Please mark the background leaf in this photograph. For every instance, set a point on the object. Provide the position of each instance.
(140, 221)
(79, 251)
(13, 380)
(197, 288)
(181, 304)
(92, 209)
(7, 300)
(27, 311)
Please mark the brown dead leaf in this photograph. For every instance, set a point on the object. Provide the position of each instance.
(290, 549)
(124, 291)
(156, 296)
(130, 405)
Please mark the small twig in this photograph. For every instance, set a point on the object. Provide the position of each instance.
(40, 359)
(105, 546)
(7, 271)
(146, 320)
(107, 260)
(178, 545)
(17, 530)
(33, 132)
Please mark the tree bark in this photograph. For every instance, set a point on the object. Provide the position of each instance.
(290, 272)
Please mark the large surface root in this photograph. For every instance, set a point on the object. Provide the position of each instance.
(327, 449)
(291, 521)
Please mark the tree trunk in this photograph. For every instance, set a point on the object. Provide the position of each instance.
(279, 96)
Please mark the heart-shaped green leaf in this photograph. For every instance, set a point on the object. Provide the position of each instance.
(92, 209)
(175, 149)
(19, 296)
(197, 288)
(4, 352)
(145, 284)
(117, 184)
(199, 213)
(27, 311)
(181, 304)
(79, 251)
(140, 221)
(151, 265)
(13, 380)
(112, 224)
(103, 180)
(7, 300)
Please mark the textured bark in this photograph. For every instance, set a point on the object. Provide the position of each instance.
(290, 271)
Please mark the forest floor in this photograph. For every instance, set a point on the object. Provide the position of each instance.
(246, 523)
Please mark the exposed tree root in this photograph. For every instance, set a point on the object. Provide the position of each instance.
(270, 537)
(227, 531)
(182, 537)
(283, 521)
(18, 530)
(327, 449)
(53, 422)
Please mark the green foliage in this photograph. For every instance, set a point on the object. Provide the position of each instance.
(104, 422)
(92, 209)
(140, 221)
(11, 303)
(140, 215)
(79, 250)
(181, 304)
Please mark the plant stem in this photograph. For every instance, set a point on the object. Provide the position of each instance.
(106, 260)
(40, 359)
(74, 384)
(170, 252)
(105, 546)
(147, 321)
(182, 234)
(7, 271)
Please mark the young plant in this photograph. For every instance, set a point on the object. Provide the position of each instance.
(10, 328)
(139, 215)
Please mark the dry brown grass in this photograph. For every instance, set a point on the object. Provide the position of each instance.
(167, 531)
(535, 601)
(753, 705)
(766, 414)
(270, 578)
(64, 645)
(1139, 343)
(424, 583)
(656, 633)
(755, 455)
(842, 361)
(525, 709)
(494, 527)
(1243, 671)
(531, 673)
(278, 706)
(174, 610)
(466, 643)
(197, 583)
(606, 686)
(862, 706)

* Required task *
Format the whole listing above as a JSON list of strings, with one string for each line and no blank lines.

* Result for this task *
[
  "Please mark the background leaf in this photograph. For every instance, set a point on the object. Provide the position of each instance.",
  "(140, 221)",
  "(79, 251)",
  "(13, 380)",
  "(197, 288)",
  "(181, 304)",
  "(92, 209)",
  "(7, 300)",
  "(27, 311)",
  "Please mark the brown dead leaf in this photograph. For every instance, set a point on the object. Provide the position of each instance.",
  "(290, 549)",
  "(124, 291)",
  "(156, 296)",
  "(130, 405)",
  "Please mark the small twig in this photograph. For every instance, set a point on the object. Provide the position of each instance.",
  "(40, 359)",
  "(105, 546)",
  "(7, 271)",
  "(146, 320)",
  "(107, 260)",
  "(178, 545)",
  "(17, 530)",
  "(33, 132)",
  "Please mark the tree bark in this photograph. For every instance, set a point on the object. Provide the position of each instance.",
  "(290, 272)",
  "Please mark the large surface root in this photograph. For every instance, set a point on the object. Provide the position of each instance.",
  "(327, 449)",
  "(291, 521)",
  "Please mark the tree trunk in this photograph. For every instance, set a point on the object. Provide the position of each instance.",
  "(279, 96)",
  "Please mark the heart-shaped green leaf in this photograph. For every instance, set a point on the object. Provide the position of each instance.",
  "(92, 209)",
  "(175, 149)",
  "(19, 296)",
  "(197, 288)",
  "(4, 352)",
  "(145, 284)",
  "(117, 184)",
  "(199, 213)",
  "(27, 311)",
  "(181, 304)",
  "(79, 251)",
  "(140, 221)",
  "(151, 265)",
  "(13, 380)",
  "(112, 224)",
  "(103, 180)",
  "(7, 300)",
  "Please mark the textured bark in this photograph. For every instance, set a point on the object. Provide the position of each instance.",
  "(290, 271)",
  "Please mark the forest floor in this photograph. For every instance, set a point on the object. Provide the position of each instance.",
  "(246, 523)",
  "Please mark the exposed tree root in this photograph. For every instance, set a point on the object. Provide the position of each instance.",
  "(270, 537)",
  "(227, 531)",
  "(182, 537)",
  "(283, 521)",
  "(18, 530)",
  "(327, 449)",
  "(53, 422)",
  "Please mark the green foliage in this photograph. For every instance, set a point on the object. Provide the position of each instance.",
  "(104, 422)",
  "(92, 209)",
  "(140, 221)",
  "(11, 303)",
  "(140, 215)",
  "(79, 250)",
  "(181, 304)",
  "Please mark the plant stem in this photograph. For every instance, set a point on the object. Provide the position of each instance.",
  "(106, 260)",
  "(40, 359)",
  "(74, 384)",
  "(170, 252)",
  "(105, 546)",
  "(147, 321)",
  "(182, 234)",
  "(7, 271)",
  "Please mark the young plant in this photograph. For every instance, set a point on the object. Provide the position of each instance.",
  "(10, 328)",
  "(139, 215)",
  "Please mark the dry brown grass in this photograph. For every instance, set a point on the object. Provide the position of each instance.",
  "(167, 531)",
  "(535, 601)",
  "(753, 705)",
  "(766, 414)",
  "(270, 578)",
  "(64, 645)",
  "(1139, 343)",
  "(424, 583)",
  "(656, 633)",
  "(755, 455)",
  "(842, 361)",
  "(525, 709)",
  "(494, 527)",
  "(1243, 671)",
  "(531, 673)",
  "(278, 706)",
  "(174, 610)",
  "(466, 643)",
  "(197, 583)",
  "(606, 686)",
  "(862, 706)"
]